#### Exercise description:
Write out all of the records exactly once more and skip the images.
#### Supplied information
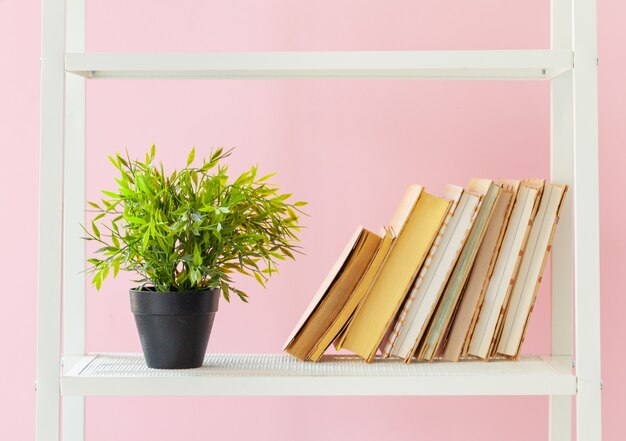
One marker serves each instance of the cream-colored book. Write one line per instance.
(429, 285)
(442, 317)
(504, 271)
(473, 295)
(375, 314)
(531, 270)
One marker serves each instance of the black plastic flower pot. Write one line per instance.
(174, 327)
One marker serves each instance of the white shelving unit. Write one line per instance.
(65, 378)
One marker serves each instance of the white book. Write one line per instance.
(531, 269)
(504, 271)
(432, 281)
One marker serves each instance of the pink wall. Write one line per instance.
(347, 147)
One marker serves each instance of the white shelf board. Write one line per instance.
(282, 375)
(485, 64)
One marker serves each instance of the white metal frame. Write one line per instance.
(66, 377)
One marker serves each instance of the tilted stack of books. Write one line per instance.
(450, 278)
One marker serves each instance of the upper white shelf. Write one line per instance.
(496, 64)
(280, 374)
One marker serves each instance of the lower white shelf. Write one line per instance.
(339, 375)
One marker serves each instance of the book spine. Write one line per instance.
(538, 282)
(500, 323)
(392, 336)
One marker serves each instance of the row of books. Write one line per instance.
(451, 277)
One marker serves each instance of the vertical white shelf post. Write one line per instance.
(73, 427)
(562, 171)
(49, 287)
(586, 222)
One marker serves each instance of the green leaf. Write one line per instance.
(191, 156)
(259, 279)
(191, 228)
(136, 220)
(95, 230)
(110, 194)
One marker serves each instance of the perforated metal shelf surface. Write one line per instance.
(279, 374)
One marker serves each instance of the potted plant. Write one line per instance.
(184, 234)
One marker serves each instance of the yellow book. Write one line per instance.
(380, 306)
(359, 293)
(334, 292)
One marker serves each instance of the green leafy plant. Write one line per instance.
(191, 229)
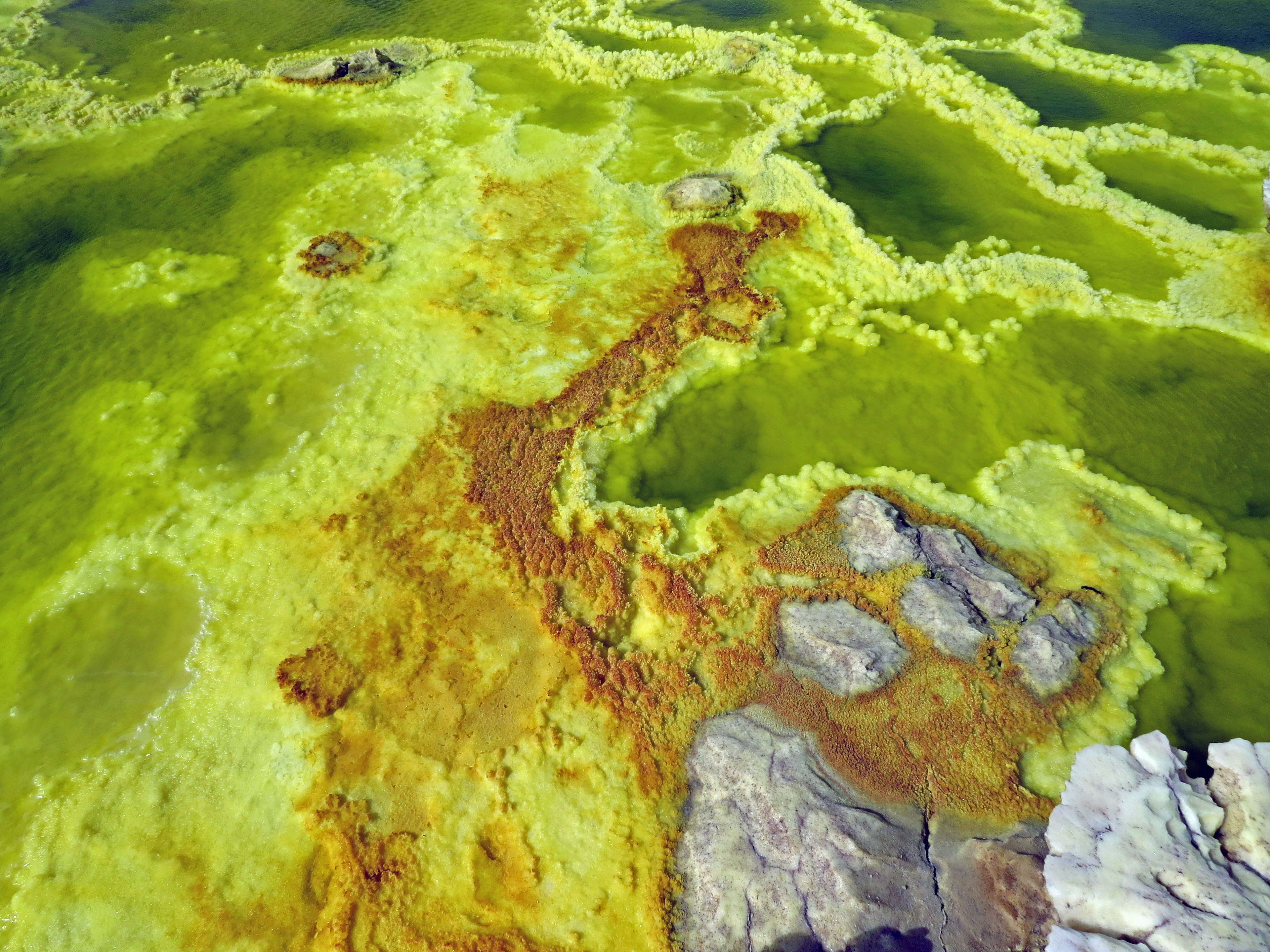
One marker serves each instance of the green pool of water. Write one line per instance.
(1145, 28)
(1079, 102)
(929, 184)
########
#### Worked solution:
One marker serves each instance of the cream-colored book. Write one line per instance.
(429, 285)
(442, 317)
(504, 271)
(473, 295)
(375, 314)
(531, 270)
One marker serves each instance of the black plastic flower pot. Write one line per instance.
(174, 327)
One marker serves each instance of the white shelving unit. Write one line per instance.
(65, 378)
One marker serves each instance of the white book. Write one line per instance.
(531, 269)
(504, 271)
(432, 281)
One marker serves each instance of the pink wall. Write one line per instance.
(347, 147)
One marker serves each instance of the white shelf board. Write one line per instance.
(282, 375)
(485, 64)
One marker serves each instance of the white metal frame. Write one line per instance.
(66, 377)
One marker serves each instance of the tilted stack of books. Write one line per instance.
(450, 278)
One marker serves each instance of the upper white shelf. Write one line per instance.
(496, 64)
(280, 374)
One marker serves each instance of the lower white shelf. Write one line per instance.
(339, 375)
One marker serves each instance of the book spine. Write one line per instance.
(538, 282)
(500, 323)
(392, 336)
One marker serves each instance of the row of books. Write one line per instance.
(451, 277)
One marker serves each instance of the vertical white shelf post. Write one line per instance.
(73, 427)
(562, 171)
(49, 287)
(586, 222)
One marker serves each instance of the green leaf. Write one line per instance.
(191, 156)
(259, 279)
(191, 228)
(136, 220)
(95, 230)
(110, 194)
One marker serves each instance of the perforated metal shelf surface. Write one line per instance.
(279, 374)
One marker serves each instance of the potted plant. Write one line per instance.
(184, 234)
One marker serves each instance of the yellow book. Write one line per instance.
(380, 306)
(359, 293)
(334, 292)
One marker serves each instance of the green leafy plant. Write one line per instance.
(191, 229)
One marker serves each instance of the green pool of water. Write one line per instance.
(1145, 28)
(1079, 102)
(929, 184)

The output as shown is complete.